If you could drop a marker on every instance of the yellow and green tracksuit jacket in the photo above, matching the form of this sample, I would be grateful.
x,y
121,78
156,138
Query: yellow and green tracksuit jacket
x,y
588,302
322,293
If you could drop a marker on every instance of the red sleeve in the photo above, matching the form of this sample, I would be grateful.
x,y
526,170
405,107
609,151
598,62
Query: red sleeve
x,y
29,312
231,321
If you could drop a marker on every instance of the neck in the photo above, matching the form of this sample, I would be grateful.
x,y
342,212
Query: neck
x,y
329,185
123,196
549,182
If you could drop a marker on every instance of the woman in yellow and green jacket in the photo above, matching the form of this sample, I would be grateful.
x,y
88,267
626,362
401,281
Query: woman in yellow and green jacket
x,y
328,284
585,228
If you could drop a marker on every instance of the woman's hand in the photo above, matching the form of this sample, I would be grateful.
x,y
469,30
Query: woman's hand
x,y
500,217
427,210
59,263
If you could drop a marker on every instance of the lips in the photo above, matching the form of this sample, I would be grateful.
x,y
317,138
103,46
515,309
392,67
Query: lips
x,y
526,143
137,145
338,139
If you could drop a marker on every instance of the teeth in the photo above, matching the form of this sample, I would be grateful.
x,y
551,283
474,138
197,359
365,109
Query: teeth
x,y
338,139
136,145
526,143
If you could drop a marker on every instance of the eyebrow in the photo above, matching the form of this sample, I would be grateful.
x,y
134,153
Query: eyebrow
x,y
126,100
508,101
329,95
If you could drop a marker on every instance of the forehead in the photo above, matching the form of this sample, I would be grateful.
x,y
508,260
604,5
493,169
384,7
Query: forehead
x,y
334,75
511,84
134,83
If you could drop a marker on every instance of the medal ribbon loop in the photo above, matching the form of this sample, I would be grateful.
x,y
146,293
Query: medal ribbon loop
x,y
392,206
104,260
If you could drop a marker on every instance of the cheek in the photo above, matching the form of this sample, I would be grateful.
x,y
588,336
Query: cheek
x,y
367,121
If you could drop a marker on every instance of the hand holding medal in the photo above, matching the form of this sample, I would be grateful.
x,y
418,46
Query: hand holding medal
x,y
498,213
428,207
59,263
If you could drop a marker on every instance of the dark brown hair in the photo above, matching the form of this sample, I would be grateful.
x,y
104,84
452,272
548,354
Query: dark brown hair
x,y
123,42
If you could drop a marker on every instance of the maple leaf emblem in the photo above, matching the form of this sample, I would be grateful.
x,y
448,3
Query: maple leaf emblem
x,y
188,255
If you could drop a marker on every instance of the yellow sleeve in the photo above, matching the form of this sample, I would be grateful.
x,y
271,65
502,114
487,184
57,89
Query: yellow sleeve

▬▬▬▬▬▬

• [Task]:
Copy out the entire listing above verbatim, keeping every line, word, and number unchanged.

• [Answer to the problem]:
If you could drop a marker on every instance of the yellow and green tracksuit jacket in the photo above, matching the form of this sample, I would be grateful.
x,y
121,78
156,138
Query: yellow and green tracksuit jacket
x,y
588,302
322,293
If you could drop a marker on every instance of the red sleeve in the photo above, matching the form of this sample, I would be grateful.
x,y
526,170
405,107
609,151
598,62
Query: red sleeve
x,y
29,312
231,321
If you could drop a marker on every instance of the neck in the photo above, matching the form of this sample, I would be grateful.
x,y
342,212
Query: neck
x,y
329,185
123,196
549,182
If you could drop a marker on every instance of the woman in yellow and green jacket in the photo above, matching the form of this sample, I would be grateful.
x,y
88,267
626,362
401,281
Query: woman in yellow and green jacket
x,y
328,284
585,228
If you could drop a marker on every instance of the woman's hand in the photo above, matching the form of this sample, I would be grateful.
x,y
469,30
Query: woman's hand
x,y
500,217
427,210
59,263
If you could drop a marker on every instance of the lips in the photo above, matching the form of this sample, I would be grateful.
x,y
317,138
103,46
515,309
392,67
Query: lips
x,y
526,143
137,145
338,139
If you could drop a marker on every instance of the teeth in the photo above, matching the form of this sample, I would be grateful.
x,y
551,283
474,138
197,359
365,109
Query: teeth
x,y
338,139
136,145
526,143
If you could drop a marker on every instance of the eyebrow in the photo above, matching the form of this sample, I would be grateful.
x,y
134,153
Query: eyebrow
x,y
126,100
508,101
329,95
If you could drop a marker on every instance of the forehead in the photo above, matching the form of this sample, I would be grateful.
x,y
508,260
604,5
493,169
384,7
Query: forehead
x,y
334,75
511,84
134,83
If you could drop a marker on every instance of the medal ribbon loop in the photo above, matching the form of this sample, I would be grateful.
x,y
146,293
Query: medal ribbon loop
x,y
392,206
104,260
If you could drop a marker on every instance of the cheek in the photo above, matching the form of this sample, I would be grateful.
x,y
588,336
Query: cheek
x,y
367,121
If you could drop a marker on every instance of the hand holding medal in the photo above, matching the form of this sample, I would be grateful.
x,y
418,46
Query: hand holding medal
x,y
498,213
428,207
59,263
If you could drop a marker on every instance of the dark brown hair in the photo above, matching the form of this sample, I would be grateful.
x,y
104,84
452,272
548,354
Query: dark brown hair
x,y
123,42
If you could drop a marker on every instance of the maple leaf emblem in the photo above, matching the form of this sample, I would be grateful.
x,y
448,3
Query: maple leaf emblem
x,y
188,255
If you could drop a marker on every instance of the yellow sleeve in the photo above, matching the form of this sample, I would be grateful.
x,y
271,65
502,114
487,184
57,89
Query: yellow sleeve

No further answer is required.